TRAVAIL À FAIRE ::
(1) Extrayez chaque ligne des entrées qui contient la chaîne « outline », en tenant compte de la casse.
(2) Poursuivez l'extrait sur les adieux rendus à Paweł Adamowicz à partir de sa dernière phrase.

EXTRAIT DU TEXTE ::
========================

Suivent les discours d’adieu des plus proches collaborateurs du maire. Ses adjoints, Piotr Grzelak et Piotr Borawski, rappellent leurs premières entrevues avec leur chef, racontent leur quotidien à la municipalité. Ils se souviennent aussi des nombreuses manifestations auxquelles Paweł Adamowicz a pris part, notamment pour les tribunaux, à l’été 2018. La première adjointe du président, Aleksandra Dulkiewicz, garde le silence. C’est elle que le premier-ministre vient de nommer commissaire de la ville, avant que les élections ne soient organisées.
Les collaborateurs et amis de Paweł Adamowicz prennent successivement la parole. Jacek Karnowski, maire de Sopot, ami personnel du feu maire, rappelle que Paweł Adamowicz « s’est opposé à tous ceux qui voulaient une Pologne intolérante, xénophobe, menteuse. Il a toujours été honnête homme, il respectait chacun […] même ceux qui lui fermaient leurs portes ». On poursuit en rappelant l’activité du défunt dans « Solidarność », lors des grèves des chantiers navals de Gdańsk dans les années 1980.

========================

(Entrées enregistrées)
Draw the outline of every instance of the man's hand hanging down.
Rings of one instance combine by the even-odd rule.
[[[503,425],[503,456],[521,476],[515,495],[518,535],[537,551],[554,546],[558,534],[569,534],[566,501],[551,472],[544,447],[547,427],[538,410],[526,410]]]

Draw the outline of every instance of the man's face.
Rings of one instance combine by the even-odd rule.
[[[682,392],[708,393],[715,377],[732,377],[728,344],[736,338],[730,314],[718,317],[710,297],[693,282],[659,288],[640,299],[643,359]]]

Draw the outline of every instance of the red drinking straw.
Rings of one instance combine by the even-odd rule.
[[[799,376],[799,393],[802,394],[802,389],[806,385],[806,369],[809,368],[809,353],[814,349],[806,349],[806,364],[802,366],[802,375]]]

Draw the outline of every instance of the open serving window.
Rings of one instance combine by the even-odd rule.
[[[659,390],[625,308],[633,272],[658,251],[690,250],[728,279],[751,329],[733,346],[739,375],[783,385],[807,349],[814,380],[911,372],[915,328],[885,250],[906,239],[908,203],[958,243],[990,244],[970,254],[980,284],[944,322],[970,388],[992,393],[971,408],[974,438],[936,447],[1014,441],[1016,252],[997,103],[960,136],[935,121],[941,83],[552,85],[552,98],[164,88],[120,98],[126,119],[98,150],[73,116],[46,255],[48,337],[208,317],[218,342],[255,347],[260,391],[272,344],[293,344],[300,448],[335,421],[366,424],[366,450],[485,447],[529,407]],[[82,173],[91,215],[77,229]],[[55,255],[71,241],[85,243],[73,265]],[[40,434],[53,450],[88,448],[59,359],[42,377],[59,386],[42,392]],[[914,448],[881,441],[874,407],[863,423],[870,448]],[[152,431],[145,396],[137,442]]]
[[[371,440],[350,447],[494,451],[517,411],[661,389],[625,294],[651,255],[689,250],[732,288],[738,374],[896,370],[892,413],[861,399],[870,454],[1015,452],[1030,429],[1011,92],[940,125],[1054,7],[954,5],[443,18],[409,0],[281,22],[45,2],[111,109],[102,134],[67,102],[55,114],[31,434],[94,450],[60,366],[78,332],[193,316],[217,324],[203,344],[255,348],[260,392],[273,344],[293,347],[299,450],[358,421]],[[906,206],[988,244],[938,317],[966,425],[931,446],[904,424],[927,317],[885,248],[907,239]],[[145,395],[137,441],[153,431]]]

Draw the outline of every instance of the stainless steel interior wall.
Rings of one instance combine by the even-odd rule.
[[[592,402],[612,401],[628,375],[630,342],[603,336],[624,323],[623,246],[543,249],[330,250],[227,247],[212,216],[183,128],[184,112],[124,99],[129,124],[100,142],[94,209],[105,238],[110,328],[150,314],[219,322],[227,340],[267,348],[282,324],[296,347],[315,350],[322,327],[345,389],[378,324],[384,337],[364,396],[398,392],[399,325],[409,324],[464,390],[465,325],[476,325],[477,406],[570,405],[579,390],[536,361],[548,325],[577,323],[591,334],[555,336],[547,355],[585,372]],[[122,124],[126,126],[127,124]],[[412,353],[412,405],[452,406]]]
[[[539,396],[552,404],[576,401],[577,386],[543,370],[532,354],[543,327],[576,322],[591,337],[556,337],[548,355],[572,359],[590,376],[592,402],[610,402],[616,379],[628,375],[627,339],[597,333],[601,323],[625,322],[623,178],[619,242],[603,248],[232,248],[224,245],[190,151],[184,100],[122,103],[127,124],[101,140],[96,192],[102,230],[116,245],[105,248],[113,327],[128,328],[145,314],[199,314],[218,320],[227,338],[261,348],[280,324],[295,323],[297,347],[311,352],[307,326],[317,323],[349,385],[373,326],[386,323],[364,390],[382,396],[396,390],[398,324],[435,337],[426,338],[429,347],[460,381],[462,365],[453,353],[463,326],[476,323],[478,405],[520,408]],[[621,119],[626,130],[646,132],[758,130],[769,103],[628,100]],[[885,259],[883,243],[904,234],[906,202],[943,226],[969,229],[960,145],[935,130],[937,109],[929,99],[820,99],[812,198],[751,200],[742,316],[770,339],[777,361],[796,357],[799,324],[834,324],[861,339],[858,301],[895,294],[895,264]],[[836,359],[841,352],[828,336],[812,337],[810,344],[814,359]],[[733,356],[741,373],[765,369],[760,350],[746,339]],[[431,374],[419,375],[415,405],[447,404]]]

========================

RÉPONSES PAR TÂCHE ::
(1)
Draw the outline of every instance of the man's hand hanging down.
Draw the outline of every instance of the man's face.
Draw the outline of every instance of the red drinking straw.
Draw the outline of every instance of the open serving window.
Draw the outline of every instance of the stainless steel interior wall.

(2)
Le micro commence à tourner dans la foule. Chacun peut partager ses souvenirs. C’est là que les générations se mélangent : un garçon de douze ou treize ans suit à une dame de 83 ans qui s’avère être Regina Maria Liczmańska-Małek, fille d’Alf Liczmański, héros local de la deuxième guerre mondiale, commandant des scouts polonais à Freie Staat Danzig. Chacun trouve, à travers l’émotion, des mot tendres et chaleureux.
L’émotion atteint son paroxysme lorsque la parole est prise par Magdalena Skorupka Kaczmarek, porte-parole du maire Adamowicz. Elle ne tente pas de cacher ses larmes quand elle dit : « Je n’aurais jamais cru que je devrai répondre aux questions des journalistes concernant la date des funérailles. Ce que tu m’as mise en colère lundi, quand tu es parti. Adieu, mon chef, tu me manqueras tellement ». C’est le moment où la plupart des personnes autour de moi ont commencé à pleurer, elles aussi. On se couvre le visage, on sanglote, on monte les yeux au ciel en regardant la neige tomber. Je me retourne et j’aperçois que toute l’étendue de la rue Nowe Ogrody est déjà occupée par les participants. Je n’arrive plus à voir la fin de cette foule. A côté des drapeaux, les gens soulèvent vers le ciel des roses blanches, symboles de la lutte pour la démocratie.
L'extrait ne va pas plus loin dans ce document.